- [Exercise goal]
Pull every line with "item" from the data below and copy it.

::::::::

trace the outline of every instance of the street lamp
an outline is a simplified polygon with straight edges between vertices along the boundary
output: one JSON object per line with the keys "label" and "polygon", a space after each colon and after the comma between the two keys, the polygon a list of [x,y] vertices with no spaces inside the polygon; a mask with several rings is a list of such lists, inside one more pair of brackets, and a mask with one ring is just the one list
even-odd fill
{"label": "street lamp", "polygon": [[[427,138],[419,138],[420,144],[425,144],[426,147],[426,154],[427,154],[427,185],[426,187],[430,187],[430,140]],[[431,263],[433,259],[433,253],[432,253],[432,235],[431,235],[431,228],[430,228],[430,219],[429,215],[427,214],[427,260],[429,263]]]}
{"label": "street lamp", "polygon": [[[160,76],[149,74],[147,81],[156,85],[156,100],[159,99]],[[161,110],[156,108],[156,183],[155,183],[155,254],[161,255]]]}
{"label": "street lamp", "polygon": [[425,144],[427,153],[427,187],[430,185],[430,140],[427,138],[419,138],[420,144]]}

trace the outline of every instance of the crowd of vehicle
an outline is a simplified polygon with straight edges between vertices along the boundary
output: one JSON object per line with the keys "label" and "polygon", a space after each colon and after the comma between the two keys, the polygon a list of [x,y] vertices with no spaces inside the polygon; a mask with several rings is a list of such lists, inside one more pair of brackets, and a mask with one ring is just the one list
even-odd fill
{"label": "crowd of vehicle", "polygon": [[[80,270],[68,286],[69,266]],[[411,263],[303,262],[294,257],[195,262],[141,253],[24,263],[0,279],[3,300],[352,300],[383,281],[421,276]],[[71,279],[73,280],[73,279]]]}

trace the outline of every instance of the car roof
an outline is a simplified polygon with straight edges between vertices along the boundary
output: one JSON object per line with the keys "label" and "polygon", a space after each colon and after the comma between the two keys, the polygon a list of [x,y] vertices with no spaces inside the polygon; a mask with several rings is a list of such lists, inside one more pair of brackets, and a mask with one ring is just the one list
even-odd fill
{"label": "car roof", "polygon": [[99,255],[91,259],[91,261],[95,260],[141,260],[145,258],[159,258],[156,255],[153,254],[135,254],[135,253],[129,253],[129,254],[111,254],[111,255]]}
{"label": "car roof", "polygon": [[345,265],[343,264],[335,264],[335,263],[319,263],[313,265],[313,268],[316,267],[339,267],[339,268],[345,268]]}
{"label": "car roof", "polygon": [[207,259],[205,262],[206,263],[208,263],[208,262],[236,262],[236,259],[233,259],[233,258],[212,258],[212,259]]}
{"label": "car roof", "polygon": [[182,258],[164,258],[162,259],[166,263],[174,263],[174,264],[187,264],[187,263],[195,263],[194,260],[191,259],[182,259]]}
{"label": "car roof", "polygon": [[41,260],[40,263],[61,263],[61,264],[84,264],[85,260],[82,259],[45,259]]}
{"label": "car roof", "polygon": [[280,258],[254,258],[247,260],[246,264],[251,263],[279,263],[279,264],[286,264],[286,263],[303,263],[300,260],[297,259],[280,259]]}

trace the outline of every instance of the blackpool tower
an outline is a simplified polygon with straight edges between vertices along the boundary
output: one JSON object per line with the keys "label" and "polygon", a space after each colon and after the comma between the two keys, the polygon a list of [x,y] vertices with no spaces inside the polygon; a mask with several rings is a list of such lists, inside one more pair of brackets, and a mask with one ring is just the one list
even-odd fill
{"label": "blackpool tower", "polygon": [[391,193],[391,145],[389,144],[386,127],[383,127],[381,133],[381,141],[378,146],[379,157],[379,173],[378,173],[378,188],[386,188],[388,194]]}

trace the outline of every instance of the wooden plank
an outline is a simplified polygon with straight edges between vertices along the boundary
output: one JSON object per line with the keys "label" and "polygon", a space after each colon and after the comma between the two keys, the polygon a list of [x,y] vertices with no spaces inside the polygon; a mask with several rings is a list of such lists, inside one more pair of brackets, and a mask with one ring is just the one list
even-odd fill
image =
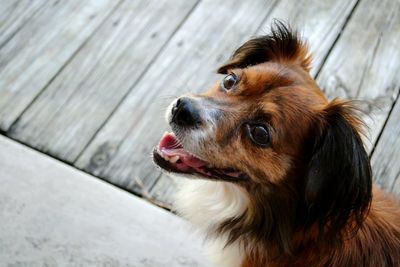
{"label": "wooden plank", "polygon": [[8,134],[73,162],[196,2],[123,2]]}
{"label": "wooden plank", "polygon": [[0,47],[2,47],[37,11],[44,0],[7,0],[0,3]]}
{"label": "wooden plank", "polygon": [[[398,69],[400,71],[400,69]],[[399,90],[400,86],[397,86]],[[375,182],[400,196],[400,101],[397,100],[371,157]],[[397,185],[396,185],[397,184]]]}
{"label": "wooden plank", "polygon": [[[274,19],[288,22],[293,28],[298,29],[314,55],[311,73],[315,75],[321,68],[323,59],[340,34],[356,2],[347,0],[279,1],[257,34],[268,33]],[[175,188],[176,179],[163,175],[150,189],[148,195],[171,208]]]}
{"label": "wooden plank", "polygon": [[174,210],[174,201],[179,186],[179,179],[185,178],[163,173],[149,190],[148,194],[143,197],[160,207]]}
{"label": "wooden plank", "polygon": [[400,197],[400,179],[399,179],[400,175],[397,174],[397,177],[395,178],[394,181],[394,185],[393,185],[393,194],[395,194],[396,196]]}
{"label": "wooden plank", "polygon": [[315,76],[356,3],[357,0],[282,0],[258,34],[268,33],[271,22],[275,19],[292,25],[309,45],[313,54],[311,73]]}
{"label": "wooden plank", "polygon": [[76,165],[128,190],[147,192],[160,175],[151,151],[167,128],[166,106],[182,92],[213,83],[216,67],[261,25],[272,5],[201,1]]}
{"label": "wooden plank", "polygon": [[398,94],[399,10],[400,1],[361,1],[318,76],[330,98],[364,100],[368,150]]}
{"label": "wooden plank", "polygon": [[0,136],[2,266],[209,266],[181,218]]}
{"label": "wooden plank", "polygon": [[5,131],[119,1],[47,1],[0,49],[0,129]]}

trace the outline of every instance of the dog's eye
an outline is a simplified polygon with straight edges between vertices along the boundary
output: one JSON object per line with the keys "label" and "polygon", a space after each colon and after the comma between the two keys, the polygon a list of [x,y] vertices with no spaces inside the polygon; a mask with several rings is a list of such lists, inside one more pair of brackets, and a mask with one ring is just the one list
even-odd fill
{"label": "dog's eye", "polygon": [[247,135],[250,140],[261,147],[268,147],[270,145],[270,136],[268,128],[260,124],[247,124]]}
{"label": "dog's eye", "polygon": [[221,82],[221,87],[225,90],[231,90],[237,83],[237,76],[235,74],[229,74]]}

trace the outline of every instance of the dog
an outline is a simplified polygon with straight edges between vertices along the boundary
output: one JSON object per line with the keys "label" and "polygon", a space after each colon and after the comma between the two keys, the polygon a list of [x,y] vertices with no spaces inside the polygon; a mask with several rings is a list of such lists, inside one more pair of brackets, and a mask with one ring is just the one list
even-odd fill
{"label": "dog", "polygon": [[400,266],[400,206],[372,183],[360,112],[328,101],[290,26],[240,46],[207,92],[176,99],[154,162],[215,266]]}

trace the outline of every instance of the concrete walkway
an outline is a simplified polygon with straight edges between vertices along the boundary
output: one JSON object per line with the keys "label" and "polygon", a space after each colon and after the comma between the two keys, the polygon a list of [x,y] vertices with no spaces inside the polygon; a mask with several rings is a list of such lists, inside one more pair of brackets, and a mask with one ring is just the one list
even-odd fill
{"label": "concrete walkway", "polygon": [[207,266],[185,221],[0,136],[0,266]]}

::::::::

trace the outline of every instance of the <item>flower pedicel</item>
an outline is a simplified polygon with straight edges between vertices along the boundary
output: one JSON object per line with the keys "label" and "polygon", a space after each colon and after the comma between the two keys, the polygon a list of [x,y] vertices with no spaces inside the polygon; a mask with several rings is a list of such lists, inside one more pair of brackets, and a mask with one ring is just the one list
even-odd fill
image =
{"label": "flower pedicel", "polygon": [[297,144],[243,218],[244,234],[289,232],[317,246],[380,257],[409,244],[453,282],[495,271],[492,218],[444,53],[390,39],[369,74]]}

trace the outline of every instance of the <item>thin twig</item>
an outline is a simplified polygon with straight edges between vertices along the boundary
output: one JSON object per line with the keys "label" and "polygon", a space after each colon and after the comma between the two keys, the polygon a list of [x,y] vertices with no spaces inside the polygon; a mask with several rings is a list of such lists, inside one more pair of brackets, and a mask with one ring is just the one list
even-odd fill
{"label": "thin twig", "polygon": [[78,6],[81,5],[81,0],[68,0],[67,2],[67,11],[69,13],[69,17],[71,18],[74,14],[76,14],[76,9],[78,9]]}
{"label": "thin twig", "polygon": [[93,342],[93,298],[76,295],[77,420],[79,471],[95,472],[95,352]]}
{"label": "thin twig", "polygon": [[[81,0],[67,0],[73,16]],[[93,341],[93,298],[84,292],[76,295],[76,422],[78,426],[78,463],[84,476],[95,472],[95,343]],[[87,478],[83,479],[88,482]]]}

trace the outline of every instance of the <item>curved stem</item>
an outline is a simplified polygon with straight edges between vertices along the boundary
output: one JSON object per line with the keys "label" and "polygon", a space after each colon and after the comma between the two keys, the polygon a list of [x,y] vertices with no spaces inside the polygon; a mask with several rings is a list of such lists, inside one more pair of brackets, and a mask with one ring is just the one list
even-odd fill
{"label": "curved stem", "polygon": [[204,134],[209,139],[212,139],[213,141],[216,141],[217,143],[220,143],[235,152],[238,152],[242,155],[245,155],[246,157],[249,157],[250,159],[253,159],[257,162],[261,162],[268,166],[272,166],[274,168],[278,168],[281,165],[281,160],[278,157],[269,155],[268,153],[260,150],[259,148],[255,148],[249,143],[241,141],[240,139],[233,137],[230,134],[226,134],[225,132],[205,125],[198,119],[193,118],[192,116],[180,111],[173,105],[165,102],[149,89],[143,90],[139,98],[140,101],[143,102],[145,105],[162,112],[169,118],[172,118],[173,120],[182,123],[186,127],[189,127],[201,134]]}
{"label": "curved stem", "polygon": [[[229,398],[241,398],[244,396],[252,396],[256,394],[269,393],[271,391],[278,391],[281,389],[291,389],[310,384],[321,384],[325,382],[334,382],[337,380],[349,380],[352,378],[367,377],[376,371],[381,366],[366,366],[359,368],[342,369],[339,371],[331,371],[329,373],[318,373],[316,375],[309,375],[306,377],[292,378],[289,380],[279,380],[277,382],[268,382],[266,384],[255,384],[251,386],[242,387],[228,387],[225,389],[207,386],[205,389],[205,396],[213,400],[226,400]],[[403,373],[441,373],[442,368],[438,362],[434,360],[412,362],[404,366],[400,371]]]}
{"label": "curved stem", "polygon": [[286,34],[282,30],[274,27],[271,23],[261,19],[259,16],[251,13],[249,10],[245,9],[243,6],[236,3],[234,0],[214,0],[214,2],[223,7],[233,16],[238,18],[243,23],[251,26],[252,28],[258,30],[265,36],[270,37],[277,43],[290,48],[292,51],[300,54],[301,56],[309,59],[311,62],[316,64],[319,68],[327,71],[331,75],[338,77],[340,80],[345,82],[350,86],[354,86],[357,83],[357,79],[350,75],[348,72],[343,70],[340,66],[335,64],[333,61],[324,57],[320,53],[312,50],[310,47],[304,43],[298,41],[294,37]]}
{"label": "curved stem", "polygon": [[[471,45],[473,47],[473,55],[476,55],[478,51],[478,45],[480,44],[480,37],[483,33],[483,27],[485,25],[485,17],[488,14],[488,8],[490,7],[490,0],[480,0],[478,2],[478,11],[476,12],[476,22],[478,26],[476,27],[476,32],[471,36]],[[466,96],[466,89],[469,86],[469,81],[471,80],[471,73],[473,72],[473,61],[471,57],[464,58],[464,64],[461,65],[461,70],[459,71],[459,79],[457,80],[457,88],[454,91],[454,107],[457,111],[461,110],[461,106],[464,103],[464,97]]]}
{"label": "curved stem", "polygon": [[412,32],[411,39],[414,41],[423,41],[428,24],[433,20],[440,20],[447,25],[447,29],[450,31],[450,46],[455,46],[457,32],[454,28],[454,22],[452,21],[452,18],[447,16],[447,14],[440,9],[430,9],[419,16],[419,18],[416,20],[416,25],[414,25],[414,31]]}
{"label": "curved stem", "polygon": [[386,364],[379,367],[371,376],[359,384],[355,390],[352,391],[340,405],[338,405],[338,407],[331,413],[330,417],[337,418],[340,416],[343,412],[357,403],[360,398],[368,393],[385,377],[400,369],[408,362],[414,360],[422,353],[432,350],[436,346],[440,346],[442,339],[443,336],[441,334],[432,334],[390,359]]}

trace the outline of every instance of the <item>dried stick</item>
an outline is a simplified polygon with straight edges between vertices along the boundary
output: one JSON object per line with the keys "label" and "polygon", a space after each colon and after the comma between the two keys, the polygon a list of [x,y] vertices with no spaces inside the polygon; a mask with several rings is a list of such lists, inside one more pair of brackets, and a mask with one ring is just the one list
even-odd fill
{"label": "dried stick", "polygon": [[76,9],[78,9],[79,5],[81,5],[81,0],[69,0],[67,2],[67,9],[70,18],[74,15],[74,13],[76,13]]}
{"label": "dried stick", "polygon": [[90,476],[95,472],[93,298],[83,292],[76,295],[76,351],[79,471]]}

::::::::

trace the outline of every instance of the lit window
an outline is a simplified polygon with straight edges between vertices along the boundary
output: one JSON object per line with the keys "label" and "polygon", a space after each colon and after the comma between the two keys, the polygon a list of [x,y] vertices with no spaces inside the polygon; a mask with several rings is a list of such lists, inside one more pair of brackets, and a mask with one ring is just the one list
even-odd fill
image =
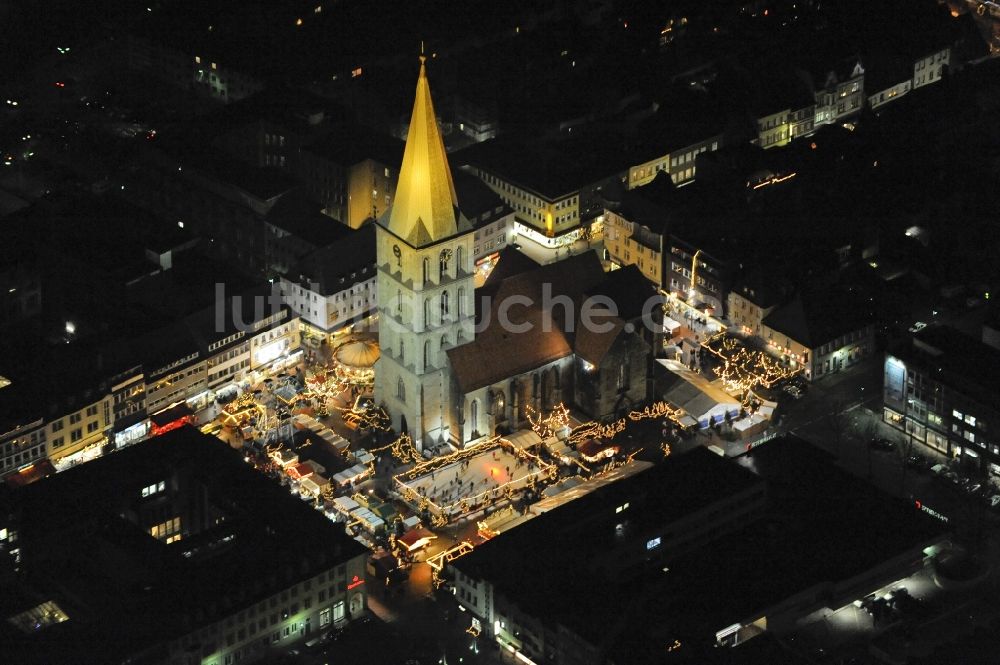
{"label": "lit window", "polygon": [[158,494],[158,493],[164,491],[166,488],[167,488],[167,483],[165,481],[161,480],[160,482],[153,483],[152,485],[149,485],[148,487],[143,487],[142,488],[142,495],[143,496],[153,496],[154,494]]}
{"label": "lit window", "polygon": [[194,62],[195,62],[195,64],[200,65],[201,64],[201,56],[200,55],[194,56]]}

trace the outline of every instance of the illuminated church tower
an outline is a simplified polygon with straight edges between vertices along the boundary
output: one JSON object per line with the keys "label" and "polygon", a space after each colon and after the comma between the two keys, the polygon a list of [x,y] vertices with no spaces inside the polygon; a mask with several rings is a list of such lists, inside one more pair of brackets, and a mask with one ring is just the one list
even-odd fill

::::::::

- [Written answer]
trace the outline of every instance of the <item>flower pedicel</item>
trace the outline of every instance of the <item>thin twig</item>
trace the outline of every instance of the <item>curved stem</item>
trace the outline of every instance of the <item>dried stick</item>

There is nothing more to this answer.